Direction
Reproduce the closing part of the entries exactly: the line with "target: white toilet tank" and all lines after it, ending with the last line, and nothing else.

-------

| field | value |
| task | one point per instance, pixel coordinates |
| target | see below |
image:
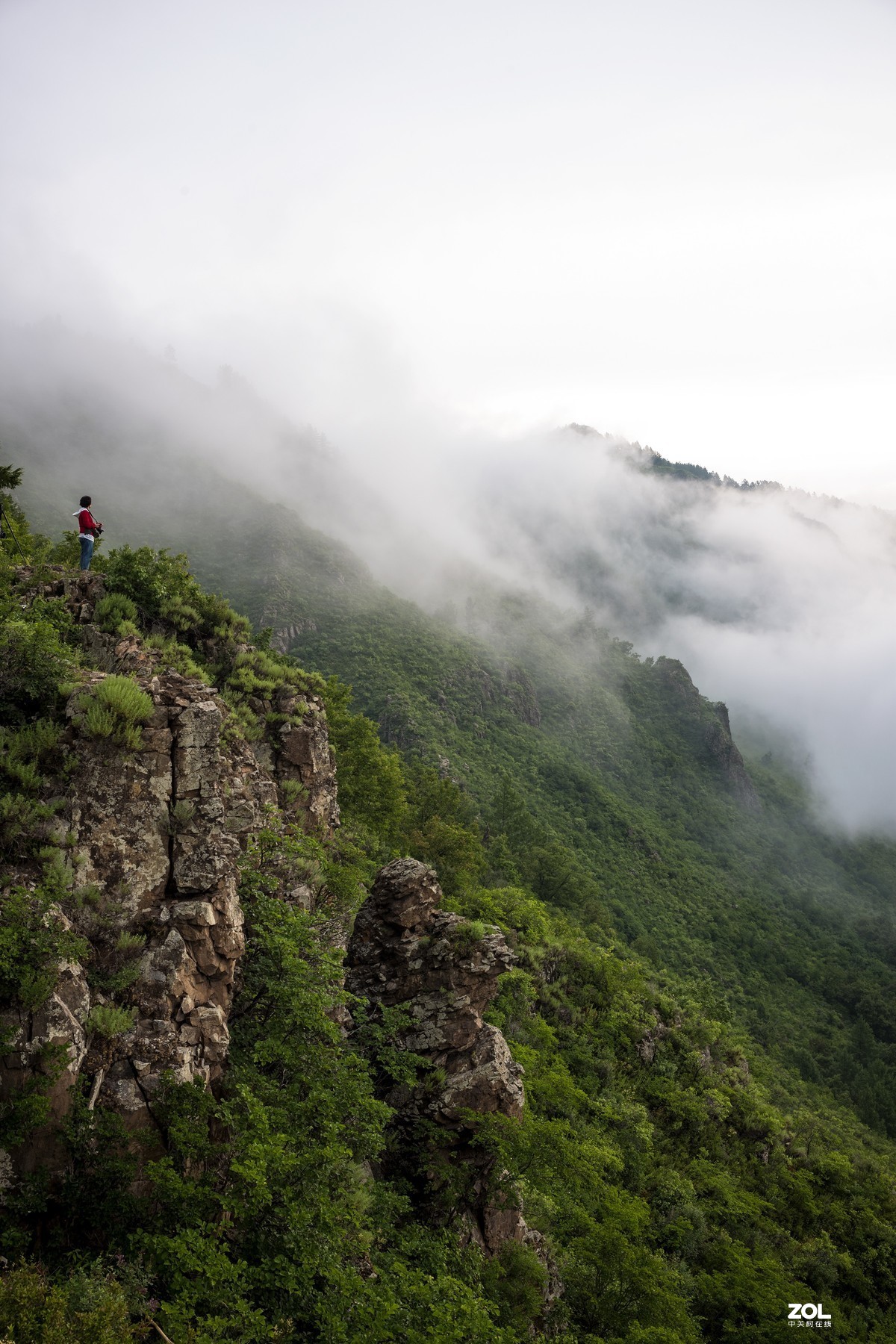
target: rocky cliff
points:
(152, 836)
(153, 839)
(442, 972)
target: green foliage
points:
(371, 781)
(116, 615)
(33, 944)
(34, 662)
(164, 593)
(108, 1021)
(90, 1308)
(116, 709)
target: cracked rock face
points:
(408, 952)
(156, 833)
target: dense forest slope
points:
(702, 992)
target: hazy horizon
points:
(406, 225)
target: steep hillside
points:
(677, 1177)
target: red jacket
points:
(87, 523)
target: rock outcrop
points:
(405, 952)
(155, 836)
(709, 727)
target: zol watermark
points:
(809, 1315)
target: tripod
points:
(8, 526)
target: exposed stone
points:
(408, 952)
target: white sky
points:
(669, 221)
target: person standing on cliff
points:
(87, 530)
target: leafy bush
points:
(33, 945)
(90, 1308)
(114, 709)
(107, 1021)
(166, 593)
(34, 662)
(116, 615)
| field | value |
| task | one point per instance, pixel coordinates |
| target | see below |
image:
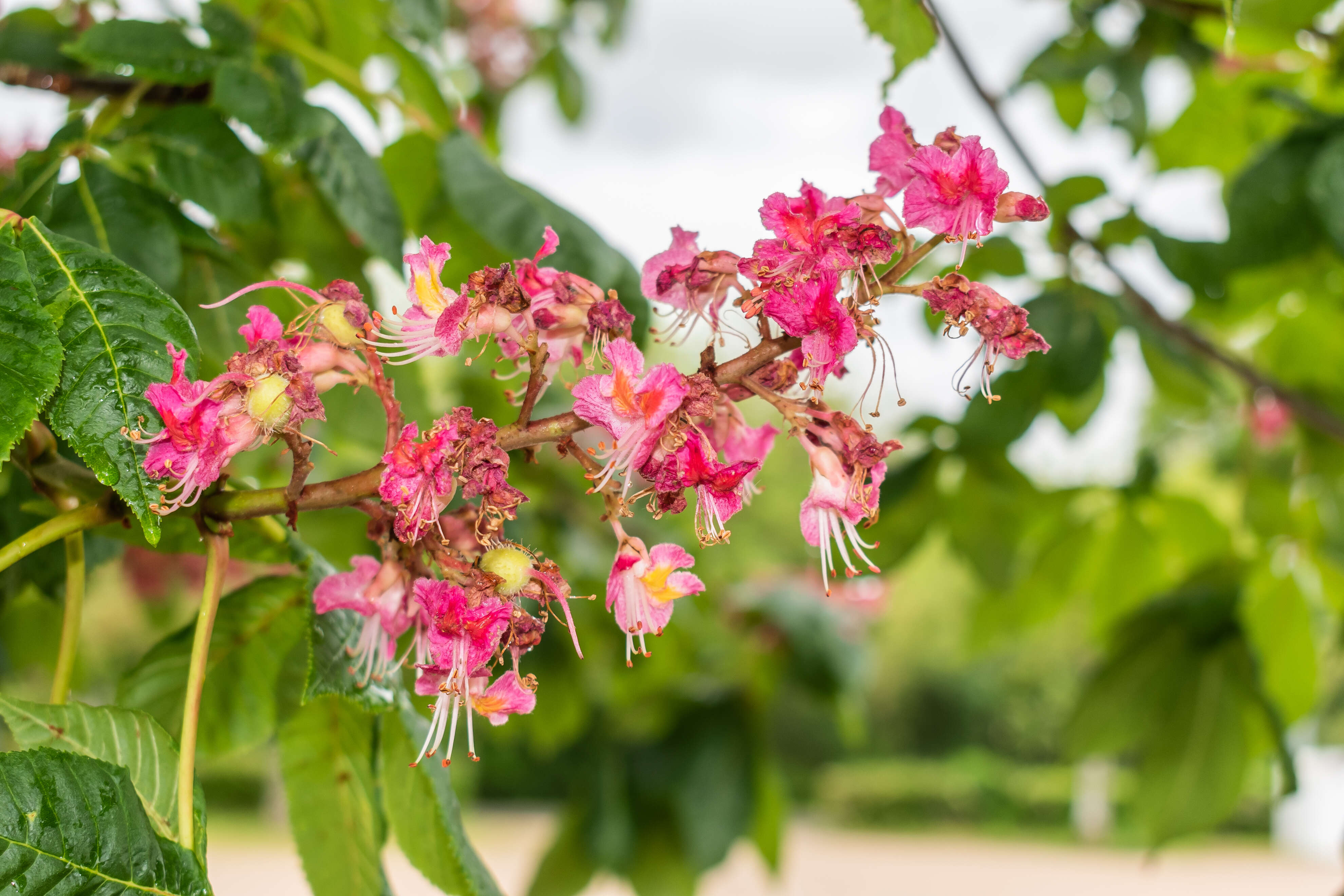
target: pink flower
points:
(1014, 206)
(378, 593)
(643, 586)
(955, 194)
(511, 695)
(812, 312)
(693, 283)
(892, 151)
(1002, 325)
(814, 234)
(718, 487)
(834, 506)
(463, 641)
(634, 406)
(202, 432)
(417, 480)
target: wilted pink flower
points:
(463, 641)
(890, 152)
(1002, 325)
(634, 406)
(1014, 206)
(718, 487)
(417, 480)
(814, 236)
(643, 586)
(511, 695)
(741, 443)
(811, 311)
(693, 283)
(440, 319)
(378, 593)
(835, 504)
(201, 434)
(957, 194)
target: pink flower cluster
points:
(449, 586)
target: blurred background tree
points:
(1182, 624)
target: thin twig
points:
(1315, 414)
(302, 449)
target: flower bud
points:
(268, 404)
(333, 318)
(510, 565)
(1014, 206)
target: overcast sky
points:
(707, 107)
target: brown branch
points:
(386, 393)
(537, 355)
(89, 87)
(302, 449)
(1313, 413)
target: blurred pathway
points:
(823, 860)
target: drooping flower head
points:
(438, 319)
(417, 480)
(643, 586)
(814, 236)
(632, 405)
(464, 637)
(848, 467)
(201, 433)
(378, 593)
(693, 283)
(720, 488)
(814, 312)
(1002, 325)
(892, 151)
(955, 194)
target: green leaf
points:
(201, 159)
(256, 629)
(355, 187)
(424, 812)
(33, 38)
(514, 217)
(148, 50)
(70, 824)
(123, 218)
(1278, 627)
(327, 760)
(905, 25)
(30, 351)
(113, 324)
(119, 736)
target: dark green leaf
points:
(256, 629)
(113, 324)
(1278, 627)
(201, 159)
(1269, 214)
(73, 824)
(424, 812)
(33, 38)
(514, 217)
(355, 187)
(30, 351)
(119, 217)
(229, 35)
(327, 760)
(119, 736)
(150, 50)
(905, 26)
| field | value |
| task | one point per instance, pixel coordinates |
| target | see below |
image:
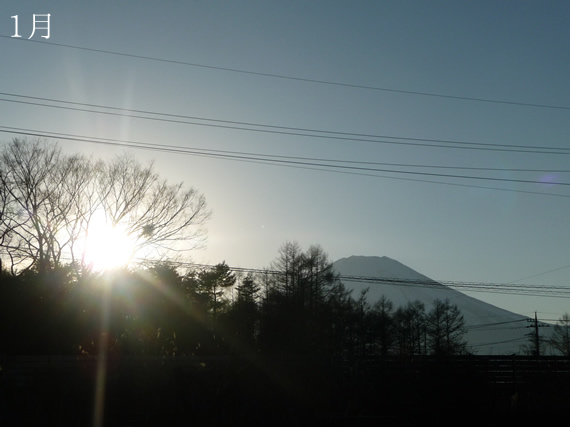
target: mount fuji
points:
(490, 330)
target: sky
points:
(435, 90)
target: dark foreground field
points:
(52, 390)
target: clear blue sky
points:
(508, 51)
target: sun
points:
(107, 246)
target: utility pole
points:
(536, 338)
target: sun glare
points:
(107, 247)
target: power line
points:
(522, 290)
(300, 79)
(292, 131)
(264, 158)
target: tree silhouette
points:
(445, 329)
(560, 339)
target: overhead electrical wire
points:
(291, 131)
(296, 78)
(319, 163)
(445, 285)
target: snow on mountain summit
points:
(490, 329)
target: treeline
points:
(297, 307)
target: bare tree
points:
(445, 329)
(157, 215)
(560, 339)
(48, 201)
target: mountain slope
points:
(490, 329)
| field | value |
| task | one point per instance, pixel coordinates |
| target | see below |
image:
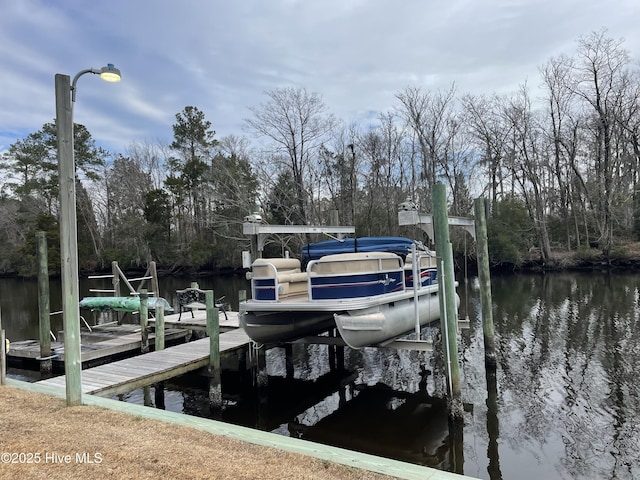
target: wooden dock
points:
(199, 320)
(101, 342)
(144, 370)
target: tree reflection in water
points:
(569, 347)
(563, 403)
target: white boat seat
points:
(356, 262)
(289, 278)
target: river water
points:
(564, 403)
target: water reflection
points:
(563, 403)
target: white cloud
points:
(221, 56)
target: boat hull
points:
(383, 323)
(284, 326)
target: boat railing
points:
(355, 275)
(427, 268)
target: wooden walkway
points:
(199, 320)
(102, 342)
(144, 370)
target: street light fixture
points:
(65, 97)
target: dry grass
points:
(125, 446)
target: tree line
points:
(558, 164)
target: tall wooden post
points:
(68, 241)
(159, 343)
(242, 354)
(115, 281)
(153, 273)
(485, 283)
(213, 330)
(158, 387)
(448, 310)
(3, 354)
(43, 302)
(288, 360)
(144, 321)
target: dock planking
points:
(144, 370)
(197, 320)
(98, 344)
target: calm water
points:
(565, 402)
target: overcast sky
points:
(221, 56)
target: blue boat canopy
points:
(398, 245)
(122, 304)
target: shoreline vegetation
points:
(90, 442)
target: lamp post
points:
(65, 96)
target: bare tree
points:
(296, 122)
(429, 114)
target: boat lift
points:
(260, 231)
(408, 214)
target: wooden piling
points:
(159, 327)
(68, 242)
(3, 354)
(153, 273)
(485, 284)
(115, 282)
(448, 310)
(213, 330)
(3, 357)
(43, 303)
(288, 356)
(144, 321)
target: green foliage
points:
(26, 262)
(283, 204)
(510, 232)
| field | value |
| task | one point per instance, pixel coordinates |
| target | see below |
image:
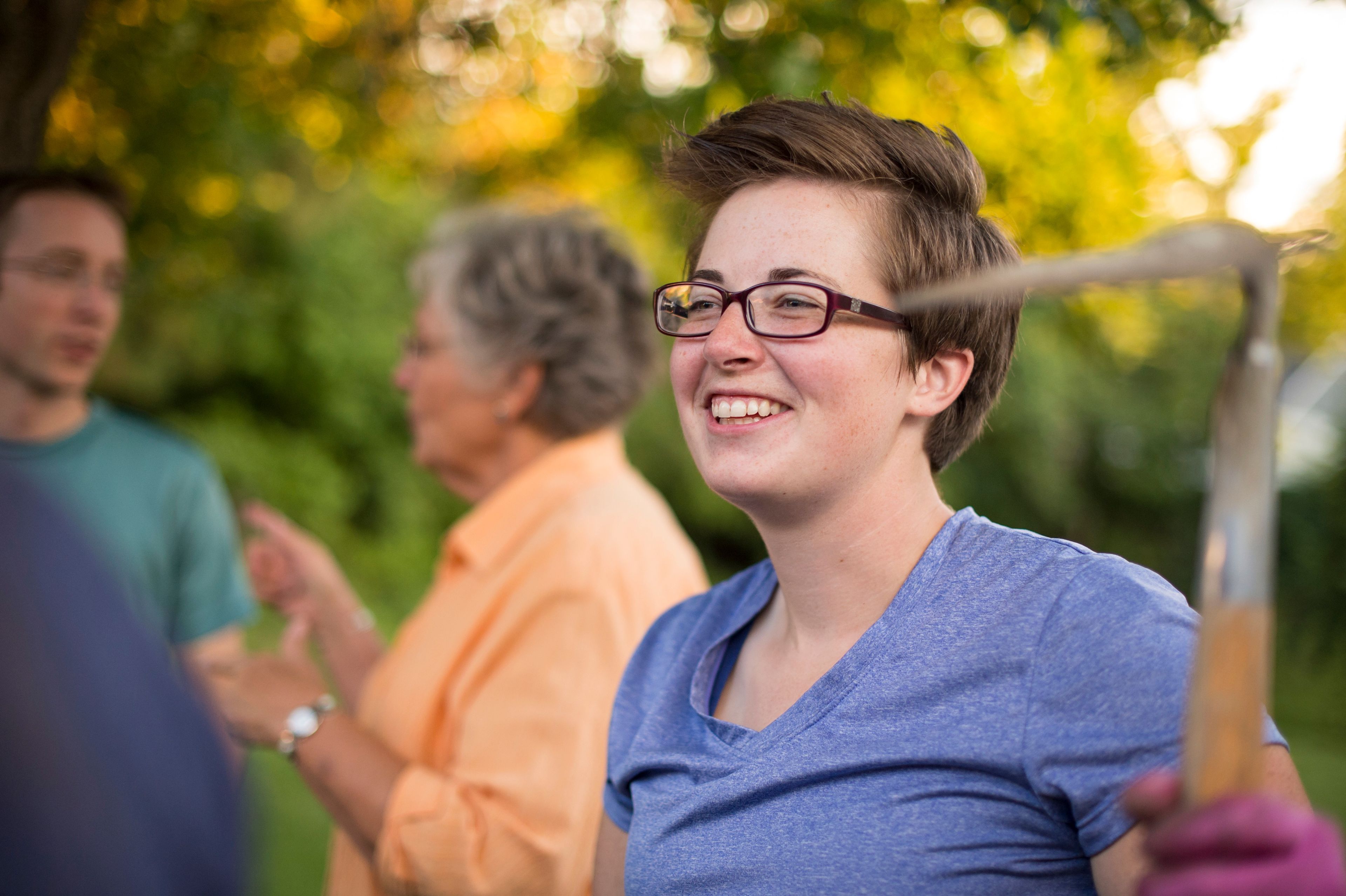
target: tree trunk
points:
(37, 41)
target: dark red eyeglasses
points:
(781, 310)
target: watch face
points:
(302, 722)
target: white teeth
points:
(743, 409)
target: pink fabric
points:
(1251, 846)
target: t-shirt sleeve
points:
(1108, 693)
(212, 587)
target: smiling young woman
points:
(902, 699)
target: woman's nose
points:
(732, 344)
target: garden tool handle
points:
(1224, 738)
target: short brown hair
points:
(558, 290)
(931, 228)
(17, 185)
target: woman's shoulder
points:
(676, 641)
(1051, 568)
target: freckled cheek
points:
(686, 369)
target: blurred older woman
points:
(469, 756)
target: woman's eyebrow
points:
(795, 274)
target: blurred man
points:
(112, 782)
(150, 502)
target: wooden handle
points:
(1224, 748)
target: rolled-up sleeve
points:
(503, 816)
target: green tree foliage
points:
(287, 155)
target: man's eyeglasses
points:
(785, 310)
(68, 272)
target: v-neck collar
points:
(838, 681)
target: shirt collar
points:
(525, 500)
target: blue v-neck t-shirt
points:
(976, 739)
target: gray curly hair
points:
(548, 289)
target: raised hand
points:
(1247, 846)
(290, 568)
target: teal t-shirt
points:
(158, 510)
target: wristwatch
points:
(302, 723)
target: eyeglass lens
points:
(774, 310)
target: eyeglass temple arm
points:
(855, 306)
(1223, 745)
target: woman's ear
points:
(940, 381)
(520, 392)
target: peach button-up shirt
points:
(497, 691)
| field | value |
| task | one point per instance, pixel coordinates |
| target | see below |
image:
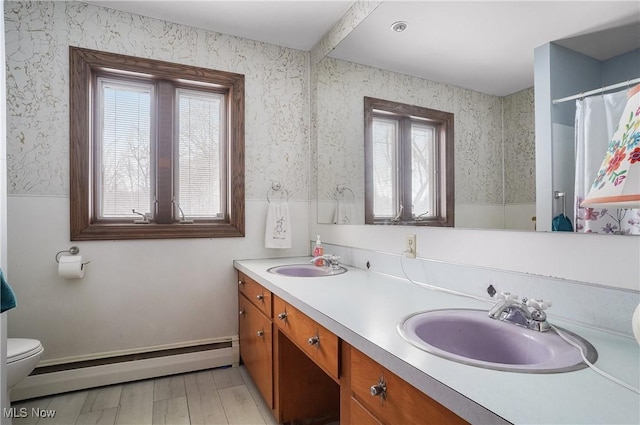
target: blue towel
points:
(561, 223)
(7, 297)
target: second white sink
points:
(307, 270)
(472, 337)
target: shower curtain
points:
(596, 120)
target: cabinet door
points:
(360, 415)
(398, 402)
(256, 347)
(255, 293)
(316, 341)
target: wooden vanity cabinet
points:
(256, 334)
(306, 373)
(397, 402)
(317, 342)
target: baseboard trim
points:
(73, 379)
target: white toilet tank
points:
(23, 354)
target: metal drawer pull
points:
(379, 389)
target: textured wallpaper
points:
(340, 115)
(38, 36)
(519, 146)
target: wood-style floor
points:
(211, 397)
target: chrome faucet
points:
(330, 260)
(509, 309)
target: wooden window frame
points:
(443, 121)
(84, 65)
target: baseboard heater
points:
(78, 375)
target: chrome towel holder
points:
(74, 250)
(278, 189)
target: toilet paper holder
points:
(74, 250)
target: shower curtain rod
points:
(597, 91)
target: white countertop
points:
(363, 308)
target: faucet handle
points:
(504, 295)
(539, 304)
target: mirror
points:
(482, 199)
(495, 143)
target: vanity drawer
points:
(315, 341)
(255, 293)
(402, 403)
(256, 349)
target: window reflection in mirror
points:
(409, 164)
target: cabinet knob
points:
(379, 389)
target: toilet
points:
(23, 355)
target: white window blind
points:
(385, 165)
(124, 122)
(201, 141)
(423, 169)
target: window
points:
(156, 148)
(409, 164)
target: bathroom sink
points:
(472, 337)
(306, 270)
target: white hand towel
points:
(277, 233)
(343, 213)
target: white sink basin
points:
(472, 337)
(306, 270)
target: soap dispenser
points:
(318, 251)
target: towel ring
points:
(276, 187)
(340, 193)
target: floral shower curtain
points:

-------

Answer to this problem
target: white toilet tank
points:
(23, 354)
target: metal drawer pull
points:
(379, 389)
target: textured wallpaper
points:
(340, 115)
(38, 36)
(519, 146)
target: wood-style floor
points:
(211, 397)
target: chrome faucet
points:
(330, 260)
(509, 309)
target: wooden window frame
points:
(443, 121)
(84, 65)
target: baseboard heater
points:
(78, 375)
target: chrome towel holder
points:
(74, 250)
(278, 189)
target: toilet paper holder
points:
(74, 250)
target: shower curtain rod
points:
(597, 91)
target: white countertop
points:
(363, 308)
target: faucet handle
points:
(504, 295)
(539, 304)
target: mirror
points:
(482, 199)
(495, 143)
target: vanity drawer
points:
(315, 341)
(255, 293)
(402, 403)
(256, 349)
target: window reflection in mirror
points:
(409, 164)
target: cabinet knob
points:
(379, 389)
target: toilet
points:
(23, 355)
target: white window blind
points:
(385, 165)
(124, 122)
(201, 141)
(423, 169)
target: window
points:
(156, 148)
(409, 164)
target: bathroom sink
points:
(472, 337)
(306, 270)
target: white hand towel
points:
(277, 233)
(343, 213)
target: white sink basin
points:
(472, 337)
(306, 270)
target: soap dispenser
points:
(318, 251)
target: towel ring
points:
(276, 187)
(340, 193)
target: floral shower curtain
points:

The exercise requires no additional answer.